[YOUR TASK] Could you reproduce every entry that follows, exactly as shown?
##### SUPPLIED DATA #####
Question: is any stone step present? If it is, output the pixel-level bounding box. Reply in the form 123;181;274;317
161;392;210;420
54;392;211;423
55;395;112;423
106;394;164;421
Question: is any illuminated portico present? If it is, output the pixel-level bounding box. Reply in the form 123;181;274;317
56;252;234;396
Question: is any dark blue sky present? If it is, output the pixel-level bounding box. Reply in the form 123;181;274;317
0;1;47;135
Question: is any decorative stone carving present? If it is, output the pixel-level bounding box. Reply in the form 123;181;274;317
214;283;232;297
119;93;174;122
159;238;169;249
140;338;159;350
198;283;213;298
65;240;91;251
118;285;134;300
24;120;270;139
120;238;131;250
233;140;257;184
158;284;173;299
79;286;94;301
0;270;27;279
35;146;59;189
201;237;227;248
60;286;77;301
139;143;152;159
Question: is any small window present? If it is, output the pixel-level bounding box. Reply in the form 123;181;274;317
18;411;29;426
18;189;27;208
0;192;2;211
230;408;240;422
#####
[ANSWER SECTION]
Question: is any stone step present? If it is, output the pixel-level bounding box. Reply in the form 123;181;274;317
161;392;210;420
54;392;211;423
55;395;112;423
106;394;164;421
Question: is any illuminated portico present? If it is, output the pixel-level bounding box. Reply in the form 123;181;274;317
56;252;234;396
Question: is any dark blue sky present? If it is, output the pixel-level bounding box. Reply in the form 123;181;274;317
0;1;47;135
Question: is any decorative stone carving present? If it is, output the pixel-level bounding box. Reply in the form 123;181;274;317
214;283;232;297
119;93;174;122
159;238;169;249
140;338;159;350
198;283;213;298
65;240;91;251
118;285;134;300
24;120;270;139
120;238;131;250
233;140;257;184
158;284;173;299
79;286;94;301
0;270;27;279
35;146;59;189
201;237;227;248
60;286;77;301
139;143;152;159
Question: is any small window present? If it is, output the pixel-level bounding box. Reply in the form 123;181;274;317
18;411;29;426
18;189;27;208
0;192;2;211
230;408;240;422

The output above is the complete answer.